[Rows from a dataset]
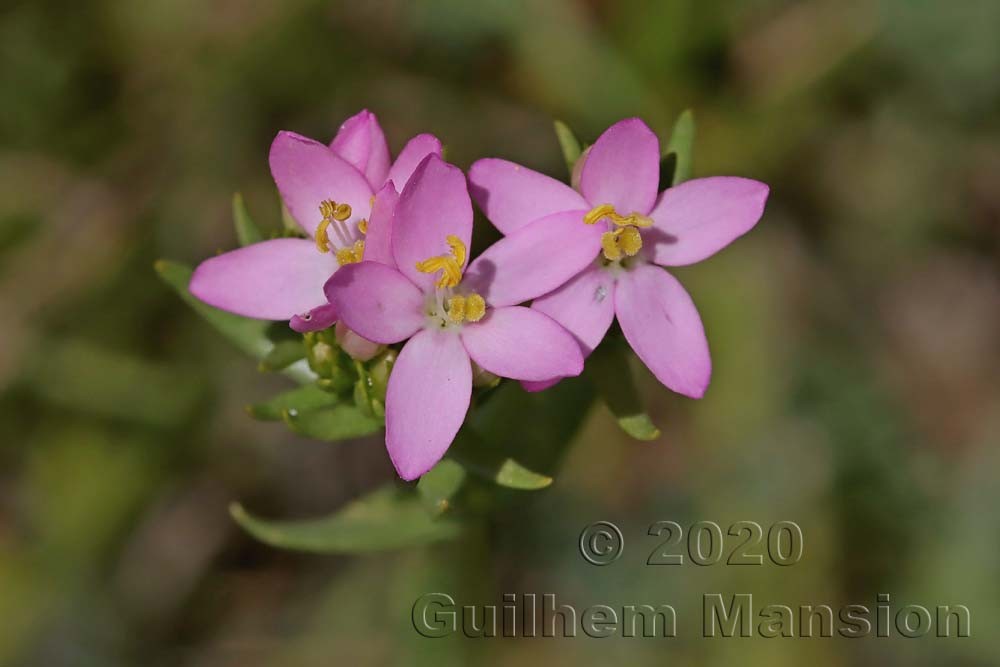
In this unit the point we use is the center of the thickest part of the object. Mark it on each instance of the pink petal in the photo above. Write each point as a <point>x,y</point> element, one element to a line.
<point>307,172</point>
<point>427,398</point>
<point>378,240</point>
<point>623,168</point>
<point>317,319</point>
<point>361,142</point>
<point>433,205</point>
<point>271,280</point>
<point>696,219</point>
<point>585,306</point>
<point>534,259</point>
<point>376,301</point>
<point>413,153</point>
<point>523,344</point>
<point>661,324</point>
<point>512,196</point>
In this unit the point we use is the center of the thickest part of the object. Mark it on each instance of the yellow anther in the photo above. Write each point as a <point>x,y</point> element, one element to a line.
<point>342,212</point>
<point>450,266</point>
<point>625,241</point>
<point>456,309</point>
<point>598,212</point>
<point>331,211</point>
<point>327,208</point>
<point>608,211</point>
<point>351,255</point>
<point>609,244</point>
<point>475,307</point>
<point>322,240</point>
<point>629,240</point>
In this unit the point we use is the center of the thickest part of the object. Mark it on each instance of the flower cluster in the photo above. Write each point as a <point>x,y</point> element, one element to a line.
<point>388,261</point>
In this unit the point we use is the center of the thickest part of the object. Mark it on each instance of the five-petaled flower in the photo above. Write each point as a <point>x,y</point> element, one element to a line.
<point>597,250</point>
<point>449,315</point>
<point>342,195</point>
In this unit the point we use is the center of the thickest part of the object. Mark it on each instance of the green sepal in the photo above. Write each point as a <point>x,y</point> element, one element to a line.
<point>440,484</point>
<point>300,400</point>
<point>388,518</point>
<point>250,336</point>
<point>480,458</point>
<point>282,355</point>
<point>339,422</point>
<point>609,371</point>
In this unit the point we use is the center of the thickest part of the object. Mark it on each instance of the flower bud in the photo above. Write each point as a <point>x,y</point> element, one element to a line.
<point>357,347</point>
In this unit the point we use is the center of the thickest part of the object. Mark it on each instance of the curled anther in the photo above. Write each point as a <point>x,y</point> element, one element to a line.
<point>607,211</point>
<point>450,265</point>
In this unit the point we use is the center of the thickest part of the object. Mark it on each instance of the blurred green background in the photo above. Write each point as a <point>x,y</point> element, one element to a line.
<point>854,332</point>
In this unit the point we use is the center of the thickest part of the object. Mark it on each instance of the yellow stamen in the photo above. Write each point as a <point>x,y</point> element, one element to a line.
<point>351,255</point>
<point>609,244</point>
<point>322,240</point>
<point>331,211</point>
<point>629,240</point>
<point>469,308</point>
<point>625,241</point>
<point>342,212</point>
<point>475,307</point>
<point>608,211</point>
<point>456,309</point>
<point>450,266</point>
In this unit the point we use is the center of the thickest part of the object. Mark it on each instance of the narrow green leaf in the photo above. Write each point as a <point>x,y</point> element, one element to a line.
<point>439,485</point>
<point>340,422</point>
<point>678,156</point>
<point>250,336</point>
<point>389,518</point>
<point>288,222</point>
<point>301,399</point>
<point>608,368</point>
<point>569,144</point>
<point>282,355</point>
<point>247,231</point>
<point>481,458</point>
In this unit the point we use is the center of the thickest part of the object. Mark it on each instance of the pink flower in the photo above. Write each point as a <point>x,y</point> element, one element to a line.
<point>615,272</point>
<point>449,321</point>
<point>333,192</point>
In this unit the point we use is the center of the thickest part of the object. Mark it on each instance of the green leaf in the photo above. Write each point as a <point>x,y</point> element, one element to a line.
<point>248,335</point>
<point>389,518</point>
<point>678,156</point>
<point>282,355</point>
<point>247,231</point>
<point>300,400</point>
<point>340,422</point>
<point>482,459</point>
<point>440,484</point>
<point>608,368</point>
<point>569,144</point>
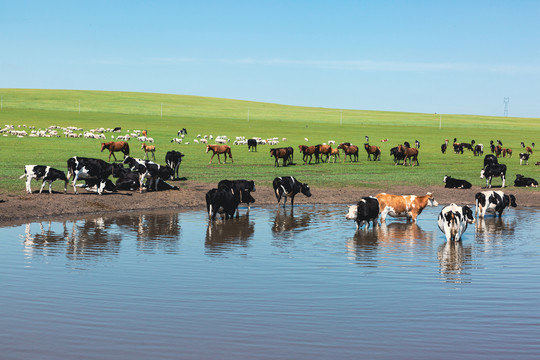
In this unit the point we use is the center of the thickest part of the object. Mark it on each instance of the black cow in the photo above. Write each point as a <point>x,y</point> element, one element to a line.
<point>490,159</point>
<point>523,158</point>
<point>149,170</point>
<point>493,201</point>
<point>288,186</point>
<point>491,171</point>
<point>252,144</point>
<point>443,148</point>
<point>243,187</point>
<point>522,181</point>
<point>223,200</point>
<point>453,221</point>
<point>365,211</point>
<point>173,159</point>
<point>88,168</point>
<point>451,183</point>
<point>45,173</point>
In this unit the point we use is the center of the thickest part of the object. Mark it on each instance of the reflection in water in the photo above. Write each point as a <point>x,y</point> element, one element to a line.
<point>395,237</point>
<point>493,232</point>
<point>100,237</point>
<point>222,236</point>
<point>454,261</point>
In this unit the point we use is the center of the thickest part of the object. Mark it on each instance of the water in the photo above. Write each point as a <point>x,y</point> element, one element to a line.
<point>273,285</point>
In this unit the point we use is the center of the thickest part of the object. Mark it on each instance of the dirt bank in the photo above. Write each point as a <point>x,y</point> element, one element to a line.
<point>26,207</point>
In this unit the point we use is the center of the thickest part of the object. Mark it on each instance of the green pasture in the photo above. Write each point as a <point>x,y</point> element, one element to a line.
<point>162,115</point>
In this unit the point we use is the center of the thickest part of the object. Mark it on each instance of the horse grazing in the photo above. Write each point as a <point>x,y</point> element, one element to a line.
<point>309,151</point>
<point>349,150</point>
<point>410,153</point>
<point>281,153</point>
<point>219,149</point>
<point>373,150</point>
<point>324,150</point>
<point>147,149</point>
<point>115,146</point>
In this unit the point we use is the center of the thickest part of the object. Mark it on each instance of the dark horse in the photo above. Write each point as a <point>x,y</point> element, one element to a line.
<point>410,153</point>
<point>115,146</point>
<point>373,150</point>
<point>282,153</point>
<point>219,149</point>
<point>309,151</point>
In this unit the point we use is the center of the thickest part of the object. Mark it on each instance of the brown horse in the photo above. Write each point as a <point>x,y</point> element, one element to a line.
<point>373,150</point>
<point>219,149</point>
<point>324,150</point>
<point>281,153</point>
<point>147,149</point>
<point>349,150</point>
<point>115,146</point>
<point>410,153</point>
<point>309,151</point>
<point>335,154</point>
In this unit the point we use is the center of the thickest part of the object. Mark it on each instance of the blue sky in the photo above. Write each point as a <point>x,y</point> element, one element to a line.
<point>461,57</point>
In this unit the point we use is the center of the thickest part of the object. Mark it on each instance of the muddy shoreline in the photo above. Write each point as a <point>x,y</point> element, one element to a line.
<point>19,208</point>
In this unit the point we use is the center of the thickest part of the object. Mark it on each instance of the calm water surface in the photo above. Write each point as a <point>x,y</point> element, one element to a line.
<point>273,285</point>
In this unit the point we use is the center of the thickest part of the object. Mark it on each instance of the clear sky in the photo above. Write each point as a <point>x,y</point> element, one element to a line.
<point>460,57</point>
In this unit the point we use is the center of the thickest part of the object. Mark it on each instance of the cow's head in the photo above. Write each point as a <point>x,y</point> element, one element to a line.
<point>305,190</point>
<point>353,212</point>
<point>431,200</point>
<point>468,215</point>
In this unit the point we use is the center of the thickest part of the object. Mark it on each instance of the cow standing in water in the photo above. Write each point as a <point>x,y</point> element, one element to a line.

## Stated task:
Copy out the lines word for word, starting at the beginning of the records and ending with the line that contains "<point>342,195</point>", with both of those lines included. Leave the pictures out of your answer.

## Completed exercise:
In this unit the point we use is the center of the thickest part of the object. Mark it on each instance of the pink petal in the photo above. Write each point as a <point>x,y</point> element, one element to a line.
<point>307,172</point>
<point>427,398</point>
<point>378,240</point>
<point>623,168</point>
<point>317,319</point>
<point>361,142</point>
<point>433,205</point>
<point>271,280</point>
<point>696,219</point>
<point>585,306</point>
<point>534,259</point>
<point>376,301</point>
<point>413,153</point>
<point>523,344</point>
<point>661,324</point>
<point>512,196</point>
In this unit the point we use is the center of the thickest part of the object. Mark it on each instance of the yellow anther in the photo above. Write each point as a <point>x,y</point> element, one element to a line.
<point>342,212</point>
<point>450,266</point>
<point>625,241</point>
<point>456,309</point>
<point>598,212</point>
<point>331,211</point>
<point>327,208</point>
<point>608,211</point>
<point>351,255</point>
<point>609,244</point>
<point>475,307</point>
<point>322,240</point>
<point>629,240</point>
In this unit the point we use is the center of the thickest part of the object. Mark it on each instance of the flower cluster in the photo above. Write each point as a <point>x,y</point> element, one element to a line.
<point>388,261</point>
In this unit the point we use is the center of the thickest part of the object. Mark it on each instance of the five-petaled flower in the photo above. Write each point as a <point>x,y</point> element, one element to a line.
<point>597,250</point>
<point>449,315</point>
<point>342,195</point>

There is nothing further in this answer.